Instructions
• A. Retype the poinsettia article word for word, from "The Poinsettia, Euphorbia" to "plant fort profit.".
• B. Extend the article on the poinsettia past its final paragraph, picking up directly after its last sentence.

Top of Source document

The Dark Side of the Poinsettia

by Karin Bueling

The Poinsettia, Euphorbia plurcherrima, which was once thought of as a weed from the Mexican and Central American deserts, has been reinvented as a well known symbol of the Christmas Holiday season. In the warm weather highlands, wooded ravines and rocky hillsides of Central America and Mexico they grew and flourished unknown to many parts of the world.

The plant was first introduced into its holiday popularity by the person it was named after, Joel Roberts Poinsett, the first Ambassador to Mexico in the 1820's. Mr. Poinsett, who was also a well known botanist, imported the plant from Mexico in 1829 to his own greenhouse in South Carolina. He was also known as one of the cofounders of The Institute for the Promotion of Science and the Useful Arts, which was a precursor of the Smithsonian Institute. He began propagating and raising the plant fort profit.

Since Poinsetts' time, its popularity has grown to represent annual sales of over 52 million plants nationwide. Retailers prices can range from as little as a few dollars all the way up to a few hundred dollars for the more elaborate arrangements. Considering the fact that poinsettias are only sold for about 1 month out of the entire year, they generate over $200 million annually in wholesale business, and rank among the highest grossing ornamental crop in the United States.

The history on the Poinsettia plant is just about as colorful as the plant itself. It is a plant that is a native of Mexico, specifically a town called Taxco de Alacron. In the southern United States and many other warmer climates, including Mexico, it grows a a shrub. Sometimes up to ten feet tall, blooming outdoors in December just in time for Christmas. In Mexico it was known by its Spanish name of flor de nochebuena, "flower of Christmas Eve." The historical story that tells of the beginning of the plant was that of a poor Mexican girls named Pepita, who along with her brother Pedro, were on their way to church one Christmas Eve. Pepita felt very bad because she didn't have a gift to offer to the alter of the Virgin Mary. Following the instructions of an angel that appeared to her she picked a bouquet of weeds that grew that grew along the roadside. She entered the church and offered her humble gift at the feet of the Christ child. It was at that moment that the weeds burst into brilliant red blooms which were called Flores de Noche Buena, of the Holy Night.

Bottom of Source document
Top of Data under study

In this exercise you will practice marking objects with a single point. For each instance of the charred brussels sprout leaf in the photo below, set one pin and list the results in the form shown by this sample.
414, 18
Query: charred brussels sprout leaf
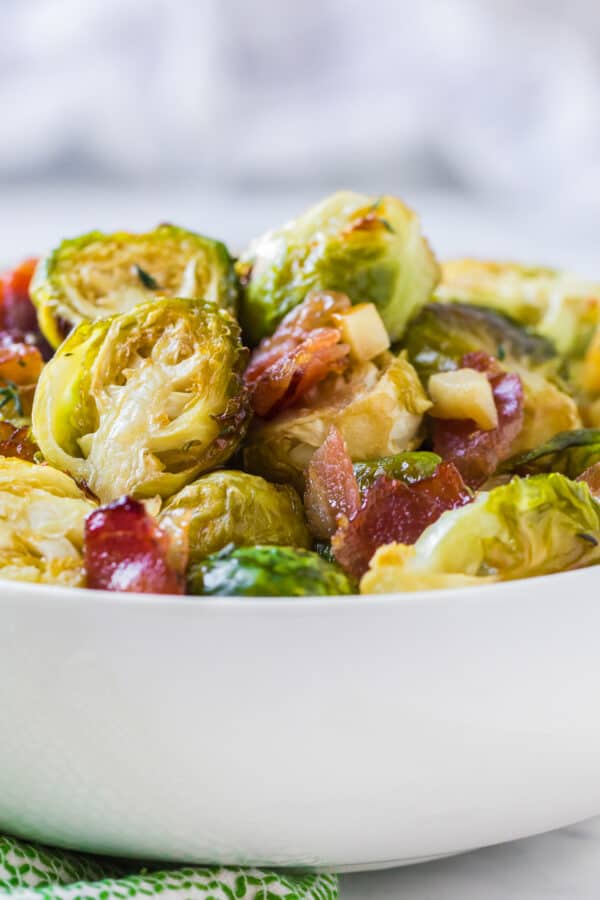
231, 507
146, 401
530, 526
377, 408
408, 467
571, 453
370, 249
98, 275
443, 333
557, 304
267, 572
42, 516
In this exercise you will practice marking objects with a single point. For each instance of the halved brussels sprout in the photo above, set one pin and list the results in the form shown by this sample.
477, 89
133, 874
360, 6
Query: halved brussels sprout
377, 408
42, 515
144, 402
99, 275
530, 526
408, 467
557, 304
571, 453
370, 249
442, 333
267, 572
231, 507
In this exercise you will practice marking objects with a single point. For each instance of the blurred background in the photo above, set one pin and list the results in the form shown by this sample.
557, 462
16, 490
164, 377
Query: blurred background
232, 115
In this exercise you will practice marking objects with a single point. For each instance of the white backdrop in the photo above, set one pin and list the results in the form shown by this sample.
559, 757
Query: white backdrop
501, 96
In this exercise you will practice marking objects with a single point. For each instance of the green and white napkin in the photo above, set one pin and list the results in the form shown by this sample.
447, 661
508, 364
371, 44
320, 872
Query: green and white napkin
33, 872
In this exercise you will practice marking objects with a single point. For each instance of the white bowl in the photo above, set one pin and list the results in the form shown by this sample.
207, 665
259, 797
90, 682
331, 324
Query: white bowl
341, 733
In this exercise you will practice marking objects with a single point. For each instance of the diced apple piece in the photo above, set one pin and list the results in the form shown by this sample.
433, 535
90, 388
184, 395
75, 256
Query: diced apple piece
363, 330
463, 394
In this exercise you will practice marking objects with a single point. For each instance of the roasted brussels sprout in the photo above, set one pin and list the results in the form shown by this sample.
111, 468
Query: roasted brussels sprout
98, 275
266, 572
377, 408
42, 515
371, 250
557, 304
443, 333
571, 453
530, 526
230, 507
144, 402
408, 467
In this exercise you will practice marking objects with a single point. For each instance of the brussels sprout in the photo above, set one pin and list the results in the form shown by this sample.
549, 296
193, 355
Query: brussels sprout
144, 402
42, 515
266, 572
557, 304
371, 250
377, 408
443, 333
98, 275
408, 467
570, 452
547, 410
233, 507
530, 526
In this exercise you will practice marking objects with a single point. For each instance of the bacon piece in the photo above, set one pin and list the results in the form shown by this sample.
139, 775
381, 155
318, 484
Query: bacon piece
17, 312
17, 442
305, 349
477, 453
332, 489
125, 550
591, 476
394, 511
20, 362
16, 309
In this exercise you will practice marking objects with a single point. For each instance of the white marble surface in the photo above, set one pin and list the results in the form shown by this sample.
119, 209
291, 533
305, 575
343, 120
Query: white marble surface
562, 864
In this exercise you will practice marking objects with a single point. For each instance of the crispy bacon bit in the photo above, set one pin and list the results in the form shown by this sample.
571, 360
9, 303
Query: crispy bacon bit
395, 511
17, 442
17, 312
16, 309
306, 347
332, 490
591, 476
125, 550
476, 453
20, 362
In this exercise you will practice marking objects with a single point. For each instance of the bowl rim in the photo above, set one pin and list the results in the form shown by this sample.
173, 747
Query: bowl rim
31, 591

Bottom of Data under study

Answers per task
• A.
The Poinsettia, Euphorbia plurcherrima, which was once thought of as a weed from the Mexican and Central American deserts, has been reinvented as a well known symbol of the Christmas Holiday season. In the warm weather highlands, wooded ravines and rocky hillsides of Central America and Mexico they grew and flourished unknown to many parts of the world.

The plant was first introduced into its holiday popularity by the person it was named after, Joel Roberts Poinsett, the first Ambassador to Mexico in the 1820's. Mr. Poinsett, who was also a well known botanist, imported the plant from Mexico in 1829 to his own greenhouse in South Carolina. He was also known as one of the cofounders of The Institute for the Promotion of Science and the Useful Arts, which was a precursor of the Smithsonian Institute. He began propagating and raising the plant fort profit.

• B.
Poinsettias come in a variety of colors. Not only the traditional red, but also creamy white, a pale faded red, streaked red and white, pink, yellow, peach and last but not least white. Poinsettias have ordinary leaves as well as modified leaves called bracts that turn from green to crimson in response to the lengthening nights that indicates the onset of winter. At the center of the radiating bracts lie tiny golden blossoms, which represents the plants' true flowers. The wild varieties grow much taller that their potted relatives. Sometimes as tall as 16 feet. They also have longer and narrower leaves and bracts with foliage that tends to be oak leaf shaped.

As I mentioned earlier the Poinsettias are light-sensitive plants that bloom in response to lengthening times of darkness. To encourage your plant to bloom by Christmas, beginning about late September or no later than October 1, give your plant complete darkness for at least 14 to 16 hours each night. This can be accomplished by covering the plant with a large box, or simply moving it into a dark room, or covering with a black trash bag or black drop cloth. One must be very careful to ensure total darkness. By allowing stray light to filter in or turning on a light accidentally you could interrupt the plant's flowering cycle, delaying or possibly even totally halting the flowering completely. The temperature at night should be between 60 and 70 degrees F. In the daytime the plants should have indirect sunlight. Keep with this schedule for at least 10 weeks and you should start to see the bracts change color. Avoid too much water in the soil by allowing the plant to be properly drained. When you water drain off any excess in the saucer below. the pot.

Each holiday season there is the perennial question , "Is the Poinsettia plant poisonous?" There has never been any medical documentation or scientific evidence to substantiate the poison myth, it has scared people into the misguided belief that if ingested by humans it could be lethal. According to Poisindex R Information Service, which is a service that is used by the poison control centers, a 50 pound child would have to ingest over 500 poinsettia bracts or 1-1/4 pounds to surpass experimental doses. At those levels there wasn't any such toxicity. In addition the American Medical Association reports that there have been no deaths or serious injuries caused by the ingestion of poinsettias.

Last but surely not least, everyone should have a Poinsettia plant in their life at one time or another. No matter if it's a Christmas gift to you from a friend or admirer, or simply a gift to yourself. It can bring a great amount of beauty and pleasure into your life and truly has become a traditional sight at the Christmas holiday season.